● **WHAT IS BEING ASKED**:
Please extract everything from the line containing "Where can the woman in white" down to the end of the material below and copy those lines verbatim.

● **DATA FOR THIS EXERCISE**:
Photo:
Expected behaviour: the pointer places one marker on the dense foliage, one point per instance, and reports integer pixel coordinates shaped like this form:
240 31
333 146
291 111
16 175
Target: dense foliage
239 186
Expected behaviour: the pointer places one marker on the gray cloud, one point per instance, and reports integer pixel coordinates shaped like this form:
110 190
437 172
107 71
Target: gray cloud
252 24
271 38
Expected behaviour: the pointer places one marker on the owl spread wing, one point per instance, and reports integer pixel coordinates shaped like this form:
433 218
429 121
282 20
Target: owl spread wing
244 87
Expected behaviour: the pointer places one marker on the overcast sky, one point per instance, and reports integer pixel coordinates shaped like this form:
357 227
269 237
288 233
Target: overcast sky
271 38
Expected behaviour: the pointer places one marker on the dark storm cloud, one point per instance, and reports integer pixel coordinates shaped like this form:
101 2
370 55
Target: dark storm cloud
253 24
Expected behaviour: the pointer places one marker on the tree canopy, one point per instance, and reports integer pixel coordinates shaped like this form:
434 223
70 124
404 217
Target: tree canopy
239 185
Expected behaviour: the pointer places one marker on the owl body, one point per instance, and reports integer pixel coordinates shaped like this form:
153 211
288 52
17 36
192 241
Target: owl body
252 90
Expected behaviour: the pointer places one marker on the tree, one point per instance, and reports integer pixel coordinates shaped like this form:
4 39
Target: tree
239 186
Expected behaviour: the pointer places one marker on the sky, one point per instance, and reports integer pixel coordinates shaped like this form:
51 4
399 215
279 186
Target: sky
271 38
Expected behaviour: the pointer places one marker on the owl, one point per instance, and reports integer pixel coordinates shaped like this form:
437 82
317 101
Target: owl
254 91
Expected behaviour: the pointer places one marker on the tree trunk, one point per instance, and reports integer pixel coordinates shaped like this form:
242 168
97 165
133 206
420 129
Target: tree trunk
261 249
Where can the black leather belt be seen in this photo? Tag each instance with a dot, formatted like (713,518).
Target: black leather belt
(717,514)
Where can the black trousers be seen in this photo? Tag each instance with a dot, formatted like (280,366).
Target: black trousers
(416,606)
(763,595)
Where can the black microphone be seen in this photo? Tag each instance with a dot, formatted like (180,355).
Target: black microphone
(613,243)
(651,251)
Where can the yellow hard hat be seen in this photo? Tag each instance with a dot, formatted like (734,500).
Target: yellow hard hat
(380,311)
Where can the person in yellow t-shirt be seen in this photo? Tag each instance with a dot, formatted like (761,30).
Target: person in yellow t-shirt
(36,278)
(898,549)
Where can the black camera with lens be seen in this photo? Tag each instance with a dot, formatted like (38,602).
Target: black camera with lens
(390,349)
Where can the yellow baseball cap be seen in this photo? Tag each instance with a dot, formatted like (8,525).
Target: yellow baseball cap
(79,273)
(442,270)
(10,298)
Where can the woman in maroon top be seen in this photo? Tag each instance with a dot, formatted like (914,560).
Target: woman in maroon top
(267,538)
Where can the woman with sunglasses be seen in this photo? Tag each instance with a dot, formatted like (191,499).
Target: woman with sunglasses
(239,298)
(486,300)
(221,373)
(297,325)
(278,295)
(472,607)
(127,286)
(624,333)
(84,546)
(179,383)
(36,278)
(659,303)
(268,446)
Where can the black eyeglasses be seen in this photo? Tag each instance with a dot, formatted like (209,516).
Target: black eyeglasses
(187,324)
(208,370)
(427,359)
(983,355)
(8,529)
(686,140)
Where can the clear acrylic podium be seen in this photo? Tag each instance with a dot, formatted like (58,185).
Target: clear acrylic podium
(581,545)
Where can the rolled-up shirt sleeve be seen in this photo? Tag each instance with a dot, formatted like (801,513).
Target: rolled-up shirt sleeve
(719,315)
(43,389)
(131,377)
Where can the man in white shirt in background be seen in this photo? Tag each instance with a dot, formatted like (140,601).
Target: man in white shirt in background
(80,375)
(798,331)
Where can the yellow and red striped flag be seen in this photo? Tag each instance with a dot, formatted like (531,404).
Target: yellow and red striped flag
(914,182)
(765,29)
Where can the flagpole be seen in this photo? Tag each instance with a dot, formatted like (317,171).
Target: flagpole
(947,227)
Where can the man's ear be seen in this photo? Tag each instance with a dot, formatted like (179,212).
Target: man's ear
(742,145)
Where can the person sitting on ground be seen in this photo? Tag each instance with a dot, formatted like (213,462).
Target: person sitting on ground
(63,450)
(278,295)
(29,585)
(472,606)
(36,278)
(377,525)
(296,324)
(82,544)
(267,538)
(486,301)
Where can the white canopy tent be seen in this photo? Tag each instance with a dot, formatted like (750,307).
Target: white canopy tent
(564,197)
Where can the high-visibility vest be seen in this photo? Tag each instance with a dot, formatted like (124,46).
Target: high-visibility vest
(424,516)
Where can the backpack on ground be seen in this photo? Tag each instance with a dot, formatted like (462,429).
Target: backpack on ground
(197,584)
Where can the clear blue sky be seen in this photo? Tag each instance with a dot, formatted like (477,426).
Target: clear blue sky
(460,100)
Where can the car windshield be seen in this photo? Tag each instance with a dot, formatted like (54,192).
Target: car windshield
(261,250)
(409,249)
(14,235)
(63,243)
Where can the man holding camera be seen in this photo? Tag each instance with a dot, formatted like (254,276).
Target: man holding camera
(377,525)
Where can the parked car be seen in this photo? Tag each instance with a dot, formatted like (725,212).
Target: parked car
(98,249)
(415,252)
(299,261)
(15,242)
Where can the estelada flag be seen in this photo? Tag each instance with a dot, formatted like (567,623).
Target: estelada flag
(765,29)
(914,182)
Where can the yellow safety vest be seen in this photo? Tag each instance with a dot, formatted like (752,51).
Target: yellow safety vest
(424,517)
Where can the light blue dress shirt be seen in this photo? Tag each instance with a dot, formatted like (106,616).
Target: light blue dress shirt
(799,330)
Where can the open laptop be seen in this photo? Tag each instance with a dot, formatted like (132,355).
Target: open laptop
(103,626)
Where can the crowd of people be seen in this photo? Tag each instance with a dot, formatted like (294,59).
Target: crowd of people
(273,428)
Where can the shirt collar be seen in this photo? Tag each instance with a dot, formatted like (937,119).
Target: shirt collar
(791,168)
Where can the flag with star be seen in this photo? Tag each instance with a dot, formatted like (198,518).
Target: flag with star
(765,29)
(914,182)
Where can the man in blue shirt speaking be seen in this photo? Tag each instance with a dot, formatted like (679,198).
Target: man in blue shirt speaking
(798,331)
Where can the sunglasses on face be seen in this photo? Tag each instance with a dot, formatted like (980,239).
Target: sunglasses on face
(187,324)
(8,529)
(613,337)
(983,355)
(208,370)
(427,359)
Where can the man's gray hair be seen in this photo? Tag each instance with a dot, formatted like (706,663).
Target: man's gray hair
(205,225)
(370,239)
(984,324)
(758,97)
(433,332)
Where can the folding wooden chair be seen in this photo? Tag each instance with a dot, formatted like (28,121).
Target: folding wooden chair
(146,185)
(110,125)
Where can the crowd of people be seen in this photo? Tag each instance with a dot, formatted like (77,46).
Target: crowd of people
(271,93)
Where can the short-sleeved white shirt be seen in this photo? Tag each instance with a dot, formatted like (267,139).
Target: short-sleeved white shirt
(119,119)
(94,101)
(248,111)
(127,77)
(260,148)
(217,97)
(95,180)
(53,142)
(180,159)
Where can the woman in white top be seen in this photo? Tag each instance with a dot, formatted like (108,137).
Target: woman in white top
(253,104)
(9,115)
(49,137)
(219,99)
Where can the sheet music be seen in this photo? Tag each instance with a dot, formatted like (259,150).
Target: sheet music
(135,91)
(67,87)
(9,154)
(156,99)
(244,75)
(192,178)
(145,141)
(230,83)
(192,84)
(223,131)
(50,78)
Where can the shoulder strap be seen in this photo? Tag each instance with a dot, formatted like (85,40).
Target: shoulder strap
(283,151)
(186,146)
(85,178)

● **OUTPUT OF THE TASK**:
Where can the woman in white top be seen in this photo? Tag each instance with a dot, formatted like (108,137).
Target: woman in white top
(253,104)
(9,115)
(49,137)
(219,99)
Where can the sheet music be seen in this photo? Tag each instance with a dot, formatted like (259,150).
Target: sheet music
(135,91)
(67,87)
(9,154)
(156,99)
(244,75)
(192,178)
(145,141)
(230,83)
(192,84)
(223,131)
(50,78)
Where can the shoulder strap be seen in this photo? Tag each instance with a dot, formatted like (85,40).
Target: shoulder strap
(283,151)
(186,146)
(85,178)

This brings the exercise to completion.